_PROVIDED INFORMATION:_
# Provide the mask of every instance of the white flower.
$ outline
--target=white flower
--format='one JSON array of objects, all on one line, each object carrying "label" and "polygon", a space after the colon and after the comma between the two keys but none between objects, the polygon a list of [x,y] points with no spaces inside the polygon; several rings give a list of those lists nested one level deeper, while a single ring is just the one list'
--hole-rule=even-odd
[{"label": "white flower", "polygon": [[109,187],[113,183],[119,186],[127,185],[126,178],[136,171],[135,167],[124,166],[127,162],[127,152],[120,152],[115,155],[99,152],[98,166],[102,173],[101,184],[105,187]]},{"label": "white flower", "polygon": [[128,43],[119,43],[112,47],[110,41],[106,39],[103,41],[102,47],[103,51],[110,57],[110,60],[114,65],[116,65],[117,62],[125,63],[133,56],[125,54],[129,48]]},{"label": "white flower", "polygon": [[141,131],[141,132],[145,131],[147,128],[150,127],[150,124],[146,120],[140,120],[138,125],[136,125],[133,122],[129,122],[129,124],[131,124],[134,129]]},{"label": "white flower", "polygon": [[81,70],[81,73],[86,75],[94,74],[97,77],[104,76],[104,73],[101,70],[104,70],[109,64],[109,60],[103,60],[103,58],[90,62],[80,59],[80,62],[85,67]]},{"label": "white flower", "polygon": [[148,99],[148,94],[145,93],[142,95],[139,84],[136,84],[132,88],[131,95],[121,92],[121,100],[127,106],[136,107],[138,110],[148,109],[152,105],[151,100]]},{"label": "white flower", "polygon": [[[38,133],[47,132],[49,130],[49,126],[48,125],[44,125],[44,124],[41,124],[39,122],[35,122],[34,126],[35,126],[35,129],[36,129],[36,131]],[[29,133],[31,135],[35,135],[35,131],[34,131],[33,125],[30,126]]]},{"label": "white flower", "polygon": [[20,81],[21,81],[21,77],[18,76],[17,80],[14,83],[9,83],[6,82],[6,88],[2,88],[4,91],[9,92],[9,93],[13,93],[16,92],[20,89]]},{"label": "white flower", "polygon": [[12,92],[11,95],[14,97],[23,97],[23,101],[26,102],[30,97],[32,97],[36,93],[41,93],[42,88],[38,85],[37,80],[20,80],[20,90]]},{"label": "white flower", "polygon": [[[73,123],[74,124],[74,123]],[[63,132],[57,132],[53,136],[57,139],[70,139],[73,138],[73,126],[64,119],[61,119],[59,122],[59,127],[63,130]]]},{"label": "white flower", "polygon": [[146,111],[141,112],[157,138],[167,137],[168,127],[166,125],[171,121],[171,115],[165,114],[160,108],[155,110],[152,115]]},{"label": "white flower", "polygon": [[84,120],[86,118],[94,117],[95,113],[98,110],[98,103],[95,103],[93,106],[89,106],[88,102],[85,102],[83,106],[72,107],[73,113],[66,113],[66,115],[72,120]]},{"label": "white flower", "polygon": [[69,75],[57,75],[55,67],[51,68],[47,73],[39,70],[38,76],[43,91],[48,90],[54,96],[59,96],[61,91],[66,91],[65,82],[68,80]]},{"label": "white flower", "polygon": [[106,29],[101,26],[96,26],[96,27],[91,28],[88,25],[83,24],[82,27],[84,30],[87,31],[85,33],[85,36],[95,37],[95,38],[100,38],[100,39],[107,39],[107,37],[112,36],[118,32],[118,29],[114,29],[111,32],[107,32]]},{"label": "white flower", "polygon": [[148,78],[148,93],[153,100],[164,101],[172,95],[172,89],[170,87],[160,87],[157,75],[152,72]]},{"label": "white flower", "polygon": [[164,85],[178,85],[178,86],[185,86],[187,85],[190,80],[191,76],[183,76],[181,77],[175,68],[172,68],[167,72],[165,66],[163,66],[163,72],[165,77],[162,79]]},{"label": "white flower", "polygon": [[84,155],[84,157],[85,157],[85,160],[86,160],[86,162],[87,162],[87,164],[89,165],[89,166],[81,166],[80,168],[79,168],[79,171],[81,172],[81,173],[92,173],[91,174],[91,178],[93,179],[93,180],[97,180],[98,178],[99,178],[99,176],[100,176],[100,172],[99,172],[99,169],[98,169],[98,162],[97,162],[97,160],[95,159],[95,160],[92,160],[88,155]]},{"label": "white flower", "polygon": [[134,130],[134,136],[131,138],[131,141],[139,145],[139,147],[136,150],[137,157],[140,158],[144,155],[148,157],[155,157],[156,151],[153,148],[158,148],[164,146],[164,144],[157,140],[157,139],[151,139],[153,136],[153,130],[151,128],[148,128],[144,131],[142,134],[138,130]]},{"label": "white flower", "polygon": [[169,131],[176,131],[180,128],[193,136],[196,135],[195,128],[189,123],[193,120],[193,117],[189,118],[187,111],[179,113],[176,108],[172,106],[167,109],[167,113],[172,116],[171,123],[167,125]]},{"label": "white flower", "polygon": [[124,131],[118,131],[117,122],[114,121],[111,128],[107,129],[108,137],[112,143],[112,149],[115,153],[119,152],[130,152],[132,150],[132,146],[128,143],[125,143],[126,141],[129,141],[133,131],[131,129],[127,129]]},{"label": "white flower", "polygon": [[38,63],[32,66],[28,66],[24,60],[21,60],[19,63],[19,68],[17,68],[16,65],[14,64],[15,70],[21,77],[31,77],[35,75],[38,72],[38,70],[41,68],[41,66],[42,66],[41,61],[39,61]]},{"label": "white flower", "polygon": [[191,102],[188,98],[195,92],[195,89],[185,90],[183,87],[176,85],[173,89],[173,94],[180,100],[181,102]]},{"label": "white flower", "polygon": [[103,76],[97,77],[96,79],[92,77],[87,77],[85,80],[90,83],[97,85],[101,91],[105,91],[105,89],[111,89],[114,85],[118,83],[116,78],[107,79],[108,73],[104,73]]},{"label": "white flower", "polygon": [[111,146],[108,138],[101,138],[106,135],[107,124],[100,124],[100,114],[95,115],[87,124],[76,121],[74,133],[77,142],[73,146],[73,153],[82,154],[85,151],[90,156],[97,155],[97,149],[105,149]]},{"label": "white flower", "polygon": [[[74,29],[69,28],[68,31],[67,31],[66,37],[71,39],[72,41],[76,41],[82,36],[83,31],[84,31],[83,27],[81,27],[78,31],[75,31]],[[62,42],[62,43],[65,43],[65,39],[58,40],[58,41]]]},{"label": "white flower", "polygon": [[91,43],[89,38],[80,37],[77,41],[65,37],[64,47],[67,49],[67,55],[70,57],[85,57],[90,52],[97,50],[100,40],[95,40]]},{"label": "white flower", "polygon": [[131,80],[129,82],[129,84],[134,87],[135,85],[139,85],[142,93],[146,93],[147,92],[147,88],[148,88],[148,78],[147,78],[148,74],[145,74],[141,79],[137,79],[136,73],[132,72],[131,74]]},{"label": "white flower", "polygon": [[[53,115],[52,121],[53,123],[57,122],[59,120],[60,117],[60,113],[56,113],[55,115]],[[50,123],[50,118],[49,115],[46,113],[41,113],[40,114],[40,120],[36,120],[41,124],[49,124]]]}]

_INSTRUCTIONS TO FOLLOW:_ The entire listing needs to be output again, exactly, please.

_RESPONSE TO THIS TASK:_
# Provide the mask of every instance of the white flower.
$ outline
--target=white flower
--format='one JSON array of objects, all on one line, each object carrying "label" and "polygon", a space after the colon and after the comma between the two keys but none between objects, the polygon a list of [x,y] points with no spaces inside the polygon; several rings give a list of those lists nested one level deeper, while a single ring is just the one list'
--hole-rule=even-odd
[{"label": "white flower", "polygon": [[109,187],[113,183],[119,186],[127,185],[126,178],[136,171],[135,167],[124,166],[127,162],[127,152],[120,152],[115,155],[99,152],[98,166],[102,173],[101,184],[105,187]]},{"label": "white flower", "polygon": [[128,43],[119,43],[112,47],[110,41],[106,39],[103,41],[102,47],[103,51],[110,57],[110,60],[114,65],[116,65],[117,62],[125,63],[133,56],[125,54],[129,48]]},{"label": "white flower", "polygon": [[141,131],[141,132],[145,131],[147,128],[150,127],[150,124],[146,120],[140,120],[138,125],[136,125],[133,122],[129,122],[129,124],[131,124],[134,129]]},{"label": "white flower", "polygon": [[81,70],[81,73],[86,75],[94,74],[97,77],[104,76],[104,73],[101,70],[104,70],[109,64],[109,60],[103,60],[103,58],[90,62],[80,59],[80,62],[85,67]]},{"label": "white flower", "polygon": [[148,99],[148,94],[145,93],[142,95],[139,84],[136,84],[132,88],[131,95],[121,92],[121,100],[127,106],[136,107],[138,110],[148,109],[152,105],[151,100]]},{"label": "white flower", "polygon": [[[38,133],[47,132],[49,130],[49,126],[48,125],[44,125],[44,124],[41,124],[39,122],[35,122],[34,126],[35,126],[35,129],[36,129],[36,131]],[[29,133],[31,135],[35,135],[35,131],[34,131],[33,125],[30,126]]]},{"label": "white flower", "polygon": [[20,81],[21,81],[21,77],[18,76],[17,80],[14,83],[9,83],[6,82],[6,88],[2,88],[4,91],[9,92],[9,93],[13,93],[16,92],[20,89]]},{"label": "white flower", "polygon": [[12,92],[11,95],[14,97],[23,97],[23,101],[26,102],[30,97],[32,97],[36,93],[41,93],[42,88],[38,85],[37,80],[20,80],[20,90]]},{"label": "white flower", "polygon": [[[73,123],[74,124],[74,123]],[[63,132],[57,132],[53,136],[57,139],[70,139],[73,138],[73,126],[64,119],[61,119],[59,122],[59,127],[63,130]]]},{"label": "white flower", "polygon": [[146,111],[141,112],[157,138],[167,137],[168,127],[166,125],[171,121],[171,115],[165,114],[160,108],[155,110],[152,115]]},{"label": "white flower", "polygon": [[84,120],[86,118],[94,117],[95,113],[98,110],[98,103],[95,103],[93,106],[89,106],[88,102],[85,102],[83,106],[72,107],[73,113],[66,113],[66,115],[72,120]]},{"label": "white flower", "polygon": [[69,75],[57,75],[55,67],[51,68],[47,73],[39,70],[38,76],[43,91],[48,90],[54,96],[59,96],[61,91],[66,91],[65,82],[68,80]]},{"label": "white flower", "polygon": [[106,29],[101,26],[96,26],[96,27],[91,28],[88,25],[83,24],[82,27],[84,30],[87,31],[85,33],[85,36],[95,37],[95,38],[100,38],[100,39],[107,39],[107,37],[112,36],[118,32],[118,29],[114,29],[111,32],[107,32]]},{"label": "white flower", "polygon": [[148,78],[148,93],[153,100],[164,101],[172,95],[172,89],[170,87],[160,87],[157,75],[152,72]]},{"label": "white flower", "polygon": [[164,85],[178,85],[178,86],[185,86],[187,85],[190,80],[191,76],[183,76],[181,77],[175,68],[172,68],[167,72],[165,66],[163,66],[163,72],[165,77],[162,79]]},{"label": "white flower", "polygon": [[84,155],[84,157],[85,157],[85,160],[86,160],[86,162],[87,162],[87,164],[89,165],[89,166],[81,166],[80,168],[79,168],[79,171],[81,172],[81,173],[92,173],[91,174],[91,178],[93,179],[93,180],[97,180],[98,178],[99,178],[99,176],[100,176],[100,172],[99,172],[99,169],[98,169],[98,162],[97,162],[97,160],[95,159],[95,160],[92,160],[88,155]]},{"label": "white flower", "polygon": [[134,130],[134,136],[131,138],[131,141],[139,145],[139,147],[136,150],[137,157],[140,158],[144,155],[148,157],[155,157],[156,151],[153,148],[158,148],[164,146],[164,144],[157,140],[157,139],[151,139],[153,136],[153,130],[151,128],[148,128],[144,131],[142,134],[138,130]]},{"label": "white flower", "polygon": [[169,131],[176,131],[180,128],[193,136],[196,135],[195,128],[189,123],[193,120],[193,117],[189,118],[187,111],[179,113],[176,108],[172,106],[167,109],[167,113],[172,116],[171,123],[167,125]]},{"label": "white flower", "polygon": [[124,131],[118,131],[117,122],[114,121],[111,128],[107,129],[108,137],[112,143],[112,149],[115,153],[119,152],[130,152],[132,150],[132,146],[128,143],[125,143],[126,141],[129,141],[133,131],[131,129],[127,129]]},{"label": "white flower", "polygon": [[38,63],[32,66],[28,66],[24,60],[21,60],[19,63],[19,68],[17,68],[16,65],[14,64],[15,70],[21,77],[31,77],[35,75],[38,72],[38,70],[41,68],[41,66],[42,66],[41,61],[39,61]]},{"label": "white flower", "polygon": [[191,102],[188,98],[195,92],[195,89],[185,90],[183,87],[176,85],[173,89],[173,94],[180,100],[181,102]]},{"label": "white flower", "polygon": [[103,76],[97,77],[96,79],[92,77],[87,77],[85,80],[90,83],[97,85],[101,91],[105,91],[105,89],[111,89],[114,85],[118,83],[116,78],[107,79],[108,73],[104,73]]},{"label": "white flower", "polygon": [[111,146],[108,138],[101,138],[106,135],[107,124],[100,124],[100,114],[95,115],[87,124],[76,121],[74,133],[77,142],[73,146],[73,153],[82,154],[85,151],[90,156],[97,155],[97,149],[105,149]]},{"label": "white flower", "polygon": [[[74,29],[69,28],[68,31],[67,31],[66,37],[71,39],[72,41],[76,41],[82,36],[83,31],[84,31],[83,27],[81,27],[78,31],[75,31]],[[62,42],[62,43],[65,43],[65,39],[58,40],[58,41]]]},{"label": "white flower", "polygon": [[91,43],[89,38],[80,37],[77,41],[65,37],[64,47],[67,49],[67,55],[70,57],[85,57],[90,52],[97,50],[100,40],[95,40]]},{"label": "white flower", "polygon": [[131,80],[129,82],[129,84],[134,87],[135,85],[139,85],[142,93],[146,93],[147,92],[147,88],[148,88],[148,78],[147,78],[148,74],[145,74],[141,79],[137,79],[136,73],[132,72],[131,74]]},{"label": "white flower", "polygon": [[[53,115],[52,121],[53,123],[57,122],[59,120],[60,117],[60,113],[56,113],[55,115]],[[50,123],[50,118],[49,115],[46,113],[41,113],[40,114],[40,120],[36,120],[41,124],[49,124]]]}]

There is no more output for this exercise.